*What is needed*: Rewrite the listing from its beginning through the line containing "[[[94,98],[95,99],[100,99],[100,93],[99,91],[95,91]]]", both included, and keep every request line. Increase each coordinate in the answers by 54, and leave the requests and their format samples as they are.

Labeled shape records:
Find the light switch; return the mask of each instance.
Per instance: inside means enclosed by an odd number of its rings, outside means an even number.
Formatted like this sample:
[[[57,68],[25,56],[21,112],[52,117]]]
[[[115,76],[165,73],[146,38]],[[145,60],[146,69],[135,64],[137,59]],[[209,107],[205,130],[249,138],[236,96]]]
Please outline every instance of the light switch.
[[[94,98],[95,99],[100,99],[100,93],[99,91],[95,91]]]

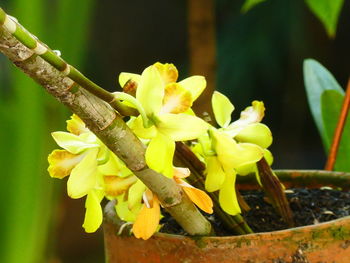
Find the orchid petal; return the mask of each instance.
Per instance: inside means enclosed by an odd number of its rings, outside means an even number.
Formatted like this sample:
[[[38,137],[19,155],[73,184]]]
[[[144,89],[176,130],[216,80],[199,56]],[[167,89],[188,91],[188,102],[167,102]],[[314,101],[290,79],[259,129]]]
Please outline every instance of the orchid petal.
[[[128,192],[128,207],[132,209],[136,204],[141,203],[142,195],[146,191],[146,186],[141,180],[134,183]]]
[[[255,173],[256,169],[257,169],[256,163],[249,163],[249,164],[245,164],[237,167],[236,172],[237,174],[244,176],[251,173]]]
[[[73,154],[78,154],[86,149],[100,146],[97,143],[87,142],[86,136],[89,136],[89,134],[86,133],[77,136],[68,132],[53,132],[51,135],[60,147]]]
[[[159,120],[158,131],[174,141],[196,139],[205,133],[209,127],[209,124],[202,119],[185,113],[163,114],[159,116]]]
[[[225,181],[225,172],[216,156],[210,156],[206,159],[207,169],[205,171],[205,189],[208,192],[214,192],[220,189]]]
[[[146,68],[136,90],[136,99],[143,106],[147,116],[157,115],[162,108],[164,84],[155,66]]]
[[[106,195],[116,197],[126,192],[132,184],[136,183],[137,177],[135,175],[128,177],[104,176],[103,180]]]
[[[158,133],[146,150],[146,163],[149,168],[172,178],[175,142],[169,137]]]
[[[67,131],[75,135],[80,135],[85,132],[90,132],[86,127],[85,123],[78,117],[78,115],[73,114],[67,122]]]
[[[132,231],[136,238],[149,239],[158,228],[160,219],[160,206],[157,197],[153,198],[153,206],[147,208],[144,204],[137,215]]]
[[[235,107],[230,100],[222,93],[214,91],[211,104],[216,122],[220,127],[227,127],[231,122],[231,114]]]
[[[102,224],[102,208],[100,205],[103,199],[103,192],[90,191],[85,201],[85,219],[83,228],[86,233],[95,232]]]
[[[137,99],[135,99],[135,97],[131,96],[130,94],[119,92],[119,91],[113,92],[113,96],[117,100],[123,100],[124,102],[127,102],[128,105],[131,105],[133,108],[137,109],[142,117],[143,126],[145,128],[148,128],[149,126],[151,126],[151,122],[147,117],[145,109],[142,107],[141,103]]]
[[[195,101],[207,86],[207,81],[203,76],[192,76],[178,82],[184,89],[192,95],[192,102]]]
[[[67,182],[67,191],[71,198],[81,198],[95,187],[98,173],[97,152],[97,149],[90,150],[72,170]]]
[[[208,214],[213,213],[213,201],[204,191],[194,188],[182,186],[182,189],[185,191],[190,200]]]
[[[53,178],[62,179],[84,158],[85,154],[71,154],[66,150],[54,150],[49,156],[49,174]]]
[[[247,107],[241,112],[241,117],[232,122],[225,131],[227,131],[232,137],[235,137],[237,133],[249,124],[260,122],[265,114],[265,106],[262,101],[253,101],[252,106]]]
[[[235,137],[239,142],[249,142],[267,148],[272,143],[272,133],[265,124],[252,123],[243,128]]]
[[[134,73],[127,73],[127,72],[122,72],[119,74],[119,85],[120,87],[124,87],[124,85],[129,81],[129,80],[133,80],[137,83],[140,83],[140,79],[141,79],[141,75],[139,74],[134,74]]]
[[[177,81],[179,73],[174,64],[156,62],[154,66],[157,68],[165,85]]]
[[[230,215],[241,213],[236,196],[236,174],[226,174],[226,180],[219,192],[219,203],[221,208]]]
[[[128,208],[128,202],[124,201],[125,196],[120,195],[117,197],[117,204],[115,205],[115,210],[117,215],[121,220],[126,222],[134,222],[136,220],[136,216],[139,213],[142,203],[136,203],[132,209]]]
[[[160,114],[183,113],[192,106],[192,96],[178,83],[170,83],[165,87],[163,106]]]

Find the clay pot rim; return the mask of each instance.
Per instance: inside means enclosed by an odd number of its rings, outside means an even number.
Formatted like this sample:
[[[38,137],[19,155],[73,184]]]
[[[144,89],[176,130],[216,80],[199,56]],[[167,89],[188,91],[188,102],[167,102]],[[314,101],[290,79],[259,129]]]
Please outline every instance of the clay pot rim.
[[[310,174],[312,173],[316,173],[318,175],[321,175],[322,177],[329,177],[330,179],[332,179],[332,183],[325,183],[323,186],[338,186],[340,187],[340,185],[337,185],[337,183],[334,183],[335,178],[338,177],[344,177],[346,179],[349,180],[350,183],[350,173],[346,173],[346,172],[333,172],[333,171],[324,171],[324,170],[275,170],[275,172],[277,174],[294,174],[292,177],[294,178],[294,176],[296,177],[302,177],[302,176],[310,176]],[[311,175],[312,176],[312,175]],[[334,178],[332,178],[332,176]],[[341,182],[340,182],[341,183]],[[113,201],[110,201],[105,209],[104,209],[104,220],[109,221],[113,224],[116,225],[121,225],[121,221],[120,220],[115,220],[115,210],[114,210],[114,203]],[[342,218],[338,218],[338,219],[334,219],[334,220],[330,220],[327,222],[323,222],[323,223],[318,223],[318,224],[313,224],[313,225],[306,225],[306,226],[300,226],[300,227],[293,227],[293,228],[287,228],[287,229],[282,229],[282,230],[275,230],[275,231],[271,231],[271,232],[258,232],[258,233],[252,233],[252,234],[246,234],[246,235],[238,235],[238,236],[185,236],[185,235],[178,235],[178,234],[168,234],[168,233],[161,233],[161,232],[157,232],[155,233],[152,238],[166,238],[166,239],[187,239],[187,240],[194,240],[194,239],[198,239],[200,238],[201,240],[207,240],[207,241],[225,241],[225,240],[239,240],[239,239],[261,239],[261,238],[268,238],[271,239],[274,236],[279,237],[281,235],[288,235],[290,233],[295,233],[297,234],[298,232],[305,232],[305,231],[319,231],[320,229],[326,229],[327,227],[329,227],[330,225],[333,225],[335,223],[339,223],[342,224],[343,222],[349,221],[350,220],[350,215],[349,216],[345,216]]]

*The response*:
Find the light switch; return the mask of each instance.
Per instance: inside means enclosed by an odd number of its rings, outside means an even number.
Formatted like this sample:
[[[57,68],[25,56],[21,112],[52,117]]]
[[[115,76],[165,73],[146,38]],[[145,60],[146,69],[135,64],[137,59]],[[209,107],[205,130],[249,138],[236,96]]]
Please outline every instance of the light switch.
[[[148,152],[149,153],[154,153],[154,147],[153,145],[149,145]]]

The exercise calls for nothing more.